Task objective: Using the records that follow, copy every line containing the word "solar".

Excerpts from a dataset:
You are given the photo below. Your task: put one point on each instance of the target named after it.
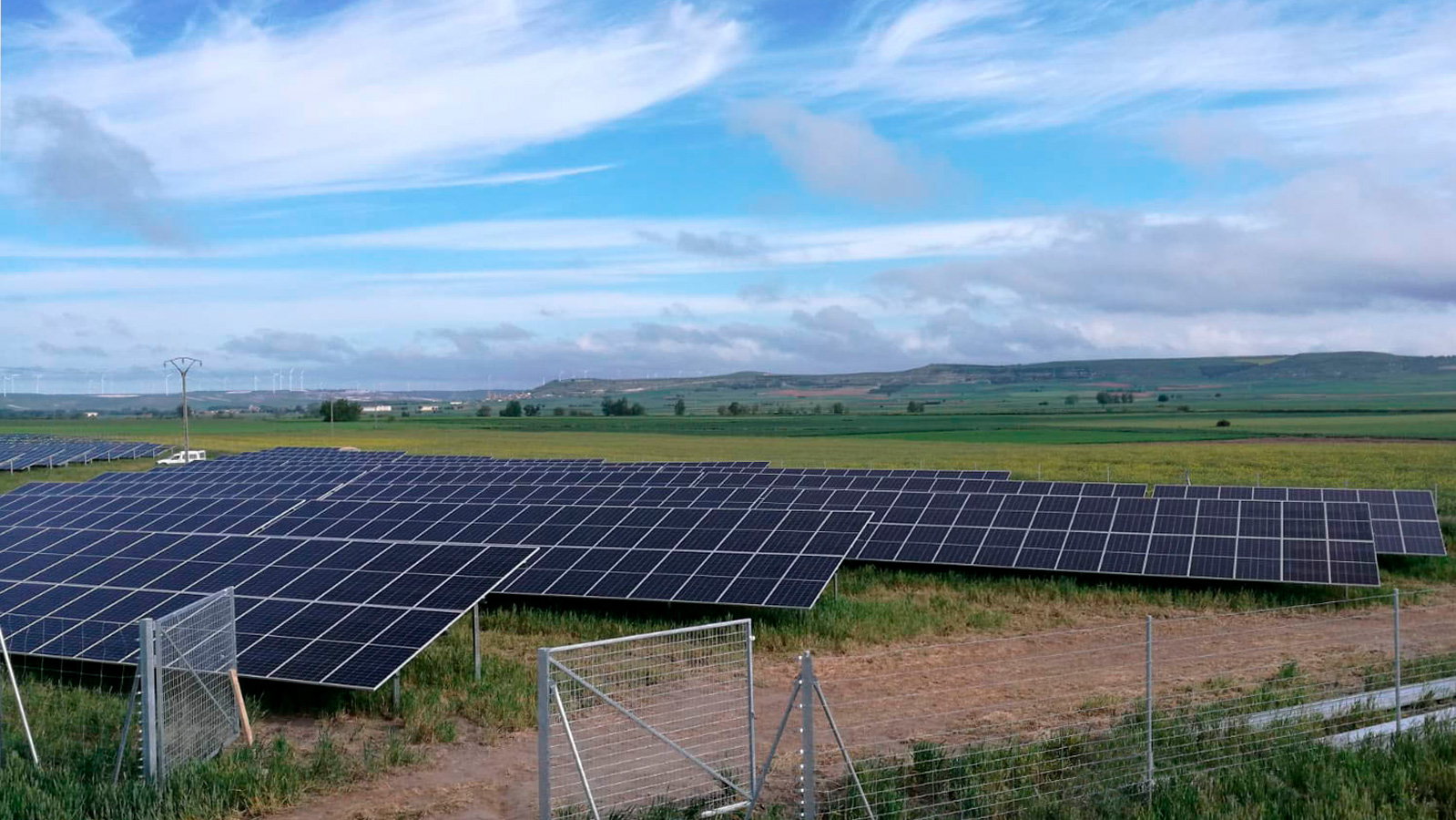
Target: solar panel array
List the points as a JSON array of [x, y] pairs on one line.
[[1300, 542], [315, 610], [1404, 520], [347, 564], [25, 450]]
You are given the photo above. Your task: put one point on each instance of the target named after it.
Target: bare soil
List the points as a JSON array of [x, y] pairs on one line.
[[962, 692]]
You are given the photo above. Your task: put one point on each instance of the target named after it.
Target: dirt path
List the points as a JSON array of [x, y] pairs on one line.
[[962, 691]]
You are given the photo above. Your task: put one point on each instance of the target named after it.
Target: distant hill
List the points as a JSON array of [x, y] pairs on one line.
[[1356, 366]]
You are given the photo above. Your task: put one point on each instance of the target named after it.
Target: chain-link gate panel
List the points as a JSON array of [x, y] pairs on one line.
[[188, 660], [664, 717]]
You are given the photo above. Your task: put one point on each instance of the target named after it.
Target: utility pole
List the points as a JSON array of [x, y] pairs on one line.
[[184, 364]]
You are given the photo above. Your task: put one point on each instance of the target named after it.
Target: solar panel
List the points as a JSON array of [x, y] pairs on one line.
[[26, 450], [724, 557], [311, 610], [1303, 542], [1404, 520]]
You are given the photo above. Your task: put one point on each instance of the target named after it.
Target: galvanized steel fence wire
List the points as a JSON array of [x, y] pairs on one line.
[[1003, 727], [192, 654], [649, 718]]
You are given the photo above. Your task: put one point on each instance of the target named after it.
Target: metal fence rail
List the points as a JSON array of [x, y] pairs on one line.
[[1015, 725], [664, 717]]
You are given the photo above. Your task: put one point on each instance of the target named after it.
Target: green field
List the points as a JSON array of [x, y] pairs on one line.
[[872, 608]]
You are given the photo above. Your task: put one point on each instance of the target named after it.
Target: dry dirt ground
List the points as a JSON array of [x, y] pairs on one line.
[[977, 689]]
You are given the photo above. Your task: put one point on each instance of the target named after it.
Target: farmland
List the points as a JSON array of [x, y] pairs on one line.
[[444, 714]]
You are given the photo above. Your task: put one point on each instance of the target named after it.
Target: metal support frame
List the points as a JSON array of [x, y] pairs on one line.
[[753, 737], [148, 671], [773, 747], [1395, 612], [575, 753], [1147, 695], [644, 725], [126, 725], [19, 701], [807, 737], [839, 740], [548, 695], [544, 692]]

Response below:
Target: solar panel array
Target: solar panel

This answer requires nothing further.